## PROBLEM
Copy out the records that appear below, exactly as each one reads.

[Saved data entries]
● ● ● ●

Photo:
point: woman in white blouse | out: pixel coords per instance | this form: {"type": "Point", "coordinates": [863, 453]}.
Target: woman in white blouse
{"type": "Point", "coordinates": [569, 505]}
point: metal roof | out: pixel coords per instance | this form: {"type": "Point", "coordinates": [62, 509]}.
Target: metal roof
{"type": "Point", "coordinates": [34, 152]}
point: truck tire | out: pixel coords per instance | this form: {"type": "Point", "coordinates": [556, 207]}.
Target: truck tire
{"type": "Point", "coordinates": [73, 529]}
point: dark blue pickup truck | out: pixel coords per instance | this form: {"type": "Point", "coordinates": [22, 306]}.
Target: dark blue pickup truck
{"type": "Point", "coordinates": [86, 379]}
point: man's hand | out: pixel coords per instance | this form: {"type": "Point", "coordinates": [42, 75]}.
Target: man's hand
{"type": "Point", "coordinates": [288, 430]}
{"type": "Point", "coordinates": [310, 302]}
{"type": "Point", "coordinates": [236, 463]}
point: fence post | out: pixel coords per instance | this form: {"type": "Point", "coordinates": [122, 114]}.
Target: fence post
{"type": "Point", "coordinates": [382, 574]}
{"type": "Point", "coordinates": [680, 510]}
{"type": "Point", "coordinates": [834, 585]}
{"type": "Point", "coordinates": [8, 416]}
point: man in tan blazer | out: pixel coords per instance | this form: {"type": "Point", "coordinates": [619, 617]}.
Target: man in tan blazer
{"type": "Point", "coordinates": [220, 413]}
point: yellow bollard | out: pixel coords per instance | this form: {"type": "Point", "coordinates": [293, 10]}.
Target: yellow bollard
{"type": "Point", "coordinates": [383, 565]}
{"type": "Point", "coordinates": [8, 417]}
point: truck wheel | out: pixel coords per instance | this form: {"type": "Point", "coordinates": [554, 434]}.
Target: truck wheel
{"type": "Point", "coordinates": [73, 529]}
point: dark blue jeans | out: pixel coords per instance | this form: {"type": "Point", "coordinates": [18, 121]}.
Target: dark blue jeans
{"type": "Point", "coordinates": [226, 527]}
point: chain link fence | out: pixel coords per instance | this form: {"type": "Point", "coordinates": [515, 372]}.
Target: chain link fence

● ● ● ●

## YOUR RESPONSE
Photo:
point: woman in white blouse | out: pixel coords per instance | this form: {"type": "Point", "coordinates": [863, 453]}.
Target: woman in white blouse
{"type": "Point", "coordinates": [569, 505]}
point: metal roof | out: pixel coords per instance | this form: {"type": "Point", "coordinates": [62, 509]}.
Target: metal roof
{"type": "Point", "coordinates": [34, 152]}
point: truck tire | out: pixel coords per instance | this form: {"type": "Point", "coordinates": [556, 207]}.
Target: truck tire
{"type": "Point", "coordinates": [73, 529]}
point: dark blue pickup truck | out: pixel coords per instance | this form: {"type": "Point", "coordinates": [22, 306]}.
Target: dark blue pickup truck
{"type": "Point", "coordinates": [86, 379]}
point: man's hand | out: pixel coords per instance | this form: {"type": "Point", "coordinates": [42, 75]}.
Target: man's hand
{"type": "Point", "coordinates": [288, 430]}
{"type": "Point", "coordinates": [310, 302]}
{"type": "Point", "coordinates": [236, 463]}
point: fence post | out: pixel coords per instance | this form: {"type": "Point", "coordinates": [122, 114]}.
Target: fence post
{"type": "Point", "coordinates": [382, 574]}
{"type": "Point", "coordinates": [680, 510]}
{"type": "Point", "coordinates": [834, 585]}
{"type": "Point", "coordinates": [8, 416]}
point: man in tan blazer | out: pixel coords per instance | this form: {"type": "Point", "coordinates": [619, 617]}.
Target: man in tan blazer
{"type": "Point", "coordinates": [220, 413]}
point: yellow bollard | out: pixel coords per instance | this form: {"type": "Point", "coordinates": [293, 10]}.
Target: yellow bollard
{"type": "Point", "coordinates": [383, 565]}
{"type": "Point", "coordinates": [8, 417]}
point: truck wheel | out: pixel coords per instance | this form: {"type": "Point", "coordinates": [554, 434]}.
Target: truck wheel
{"type": "Point", "coordinates": [73, 529]}
point: dark blue jeans | out: pixel coords per instance | this form: {"type": "Point", "coordinates": [18, 121]}.
Target: dark blue jeans
{"type": "Point", "coordinates": [226, 527]}
point: chain link fence | out: pixel coords per instance | this form: {"type": "Point", "coordinates": [515, 372]}.
Target: chain link fence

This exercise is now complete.